:: EXERCISE DATA ::
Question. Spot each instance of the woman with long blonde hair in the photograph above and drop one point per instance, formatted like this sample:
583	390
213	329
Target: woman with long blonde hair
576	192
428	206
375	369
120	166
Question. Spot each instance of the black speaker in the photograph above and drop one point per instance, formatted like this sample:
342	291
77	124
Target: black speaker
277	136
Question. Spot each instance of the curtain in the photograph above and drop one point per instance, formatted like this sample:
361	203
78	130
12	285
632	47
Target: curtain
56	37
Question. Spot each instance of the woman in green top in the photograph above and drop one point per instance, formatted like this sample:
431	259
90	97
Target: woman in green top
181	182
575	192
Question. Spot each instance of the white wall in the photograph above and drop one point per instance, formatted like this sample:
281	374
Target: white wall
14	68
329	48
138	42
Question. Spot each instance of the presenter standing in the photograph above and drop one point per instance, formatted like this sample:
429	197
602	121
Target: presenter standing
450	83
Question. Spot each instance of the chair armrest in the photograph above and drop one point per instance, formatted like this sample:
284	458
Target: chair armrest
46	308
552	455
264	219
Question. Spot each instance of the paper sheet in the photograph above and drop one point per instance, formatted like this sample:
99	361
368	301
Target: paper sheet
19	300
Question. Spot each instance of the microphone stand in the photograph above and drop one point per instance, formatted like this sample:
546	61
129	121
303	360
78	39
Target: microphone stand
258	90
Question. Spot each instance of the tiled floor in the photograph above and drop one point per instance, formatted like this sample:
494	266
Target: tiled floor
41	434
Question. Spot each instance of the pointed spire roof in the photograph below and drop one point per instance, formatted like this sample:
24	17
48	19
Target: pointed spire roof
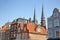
34	18
43	18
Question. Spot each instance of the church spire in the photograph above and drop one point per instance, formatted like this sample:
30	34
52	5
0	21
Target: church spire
34	14
43	18
34	18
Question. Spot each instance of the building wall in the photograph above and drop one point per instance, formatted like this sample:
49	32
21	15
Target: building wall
38	37
53	23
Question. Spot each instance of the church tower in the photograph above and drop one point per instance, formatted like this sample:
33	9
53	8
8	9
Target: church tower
34	18
43	18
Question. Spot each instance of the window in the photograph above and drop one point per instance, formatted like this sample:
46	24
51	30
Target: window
56	22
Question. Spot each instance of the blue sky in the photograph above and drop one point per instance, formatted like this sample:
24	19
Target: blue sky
13	9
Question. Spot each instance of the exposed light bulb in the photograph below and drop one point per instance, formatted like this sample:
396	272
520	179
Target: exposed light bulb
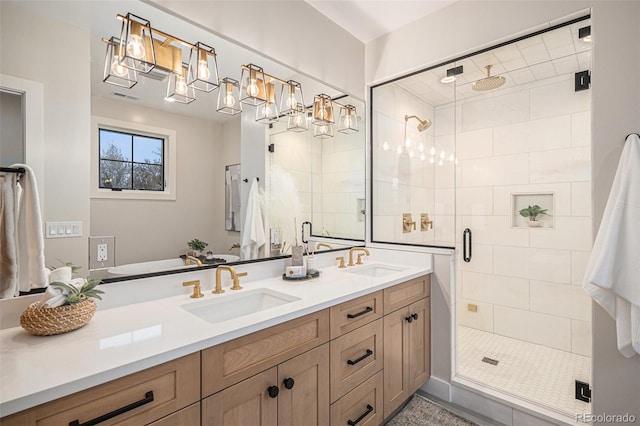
203	70
229	100
135	47
252	89
118	69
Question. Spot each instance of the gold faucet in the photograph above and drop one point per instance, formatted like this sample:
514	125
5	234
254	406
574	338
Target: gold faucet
354	249
425	223
191	259
234	276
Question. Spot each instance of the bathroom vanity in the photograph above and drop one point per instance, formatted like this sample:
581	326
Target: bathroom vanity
348	347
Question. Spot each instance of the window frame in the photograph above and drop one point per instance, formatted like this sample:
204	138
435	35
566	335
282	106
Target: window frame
170	171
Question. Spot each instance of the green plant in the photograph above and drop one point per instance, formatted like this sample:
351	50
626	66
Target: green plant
532	212
197	245
77	295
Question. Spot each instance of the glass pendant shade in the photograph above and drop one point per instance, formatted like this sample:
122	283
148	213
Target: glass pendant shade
253	89
115	71
136	42
290	98
178	89
203	68
268	111
323	131
322	110
228	97
298	122
348	122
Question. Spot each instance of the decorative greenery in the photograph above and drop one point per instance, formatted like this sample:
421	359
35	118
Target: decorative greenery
197	245
532	212
77	295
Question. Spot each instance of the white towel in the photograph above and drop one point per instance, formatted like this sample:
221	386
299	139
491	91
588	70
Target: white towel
612	276
253	228
9	193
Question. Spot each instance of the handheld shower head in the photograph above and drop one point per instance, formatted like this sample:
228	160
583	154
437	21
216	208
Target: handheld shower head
422	124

:: EXERCISE DETAILS ::
Reproduce all of the items above word for word, leaving out the pictures.

:: WORKED ANSWER ::
Question. Spot each instance of the woman with long blonde hair in the photograph above and drop one point per instance, formatted like this sample:
583	390
213	329
Target: woman with long blonde hair
576	192
428	206
375	369
120	166
Question. Spot each instance of the black speaker in the photograph above and drop one point per instance, formatted like this sample:
342	291
77	124
Target: black speaker
277	136
Question. Spot each instance of the curtain in the photograph above and drop one point per instance, formatted like this sample:
361	203
78	130
12	285
632	47
Target: curtain
56	37
Question. Spot each instance of the woman in green top in the photograph above and drop one point per instance, formatted like this sample:
431	259
90	97
Target: woman in green top
181	182
575	192
Question. Spot each instance of the white wall in the photograph above and drop one point per instance, formatted like this sample:
281	374
Target: white wall
14	68
329	48
138	42
Question. Spot each instance of the presenter standing in the photograph above and drop one point per instance, formatted like this sample:
429	197
602	121
Target: presenter standing
450	83
Question. Spot each instance of the chair armrest in the photograph above and drop one point per instance, formatted like this sample:
284	458
Target: chair armrest
46	308
552	455
264	219
Question. Spot each instance of the paper sheet in the photograph above and drop one point per instance, formatted like this sample:
99	361
368	301
Target: paper sheet
19	300
Question. Spot each instance of the microphone stand in the photograph above and drop one point per instance, formatted like this sample:
546	61
129	121
303	360
78	39
Target: microphone stand
258	90
Question. Spot each instance of the tiled floor in the photograph above and drop one point per instance, formatted like this sample:
494	266
Target: tiled floor
41	434
Question. Spot each instance of the pointed spire roof in the photograph below and drop one point per instance, formatted like this sample:
24	17
48	19
Target: pointed spire roof
34	18
43	18
Question. Spot each instance of the church spire in the photograph above and drop one point per instance, formatted like this sample:
30	34
52	5
0	21
Target: church spire
34	14
43	18
34	18
Question. Spot each instance of the building wall in the photograph above and drop one point per instance, formatted like this sample:
49	32
21	15
Target: building wall
38	37
53	23
Question. Spot each instance of the church tower in the photograph above and drop one point per instance, formatted like this sample:
33	9
53	8
8	9
Target: church tower
34	18
43	18
Question. Spot each instance of the window in the photograph above and drop one point per instance, formatted like this sample:
46	24
51	30
Target: window
56	22
Question. Spot each instance of the blue sky in the photograph above and drop one point per instance, formatted like this sample:
24	19
Target: blue sky
13	9
Question. Spot each instance of the exposed light bulb in the photograph below and drop one point per instance, formatted like this sample:
396	272
520	179
Target: exposed light bulb
203	70
229	100
135	47
252	89
118	69
Question. Spot each instance of the gold faucet in the photograph above and drop one point per instance, formatted like this sample:
514	125
5	234
254	406
574	338
Target: gold faucet
354	249
425	223
191	259
234	276
Question. Spot each instance of the bathroom vanity in the photograph above and drop one point per instance, formatted like this sample:
581	326
Target: bathroom vanity
348	347
Question. Spot each instance of the window frame in the photograph above and drop one point per instance, formatted like this sample:
204	138
435	35
566	335
282	106
Target: window frame
170	171
Question. Spot each instance of the green plant in the photograph above and drop one point per instance, formatted like this sample:
351	50
626	66
Target: green plant
532	212
197	245
77	295
Question. Spot each instance of the glass pendant shade in the photograph above and drop one point per instance, formatted like this sample:
122	283
148	213
Target: glass pendant shade
253	89
115	71
136	42
290	98
178	89
203	68
268	111
323	131
322	110
228	97
298	122
348	122
Question. Spot each instance of the decorative greenery in the photograph above and drop one point per instance, formatted like this sample:
421	359
35	118
Target: decorative greenery
197	245
532	212
77	295
Question. Spot each instance of the white towel in the photograph above and drop one point per instance, formatted like this sample:
221	386
299	139
491	91
588	70
Target: white towel
612	276
253	228
9	193
Question. Spot each instance of the handheld shower head in the photograph above and drop one point per instance, formatted like this sample:
228	160
583	154
437	21
216	208
Target: handheld shower head
422	124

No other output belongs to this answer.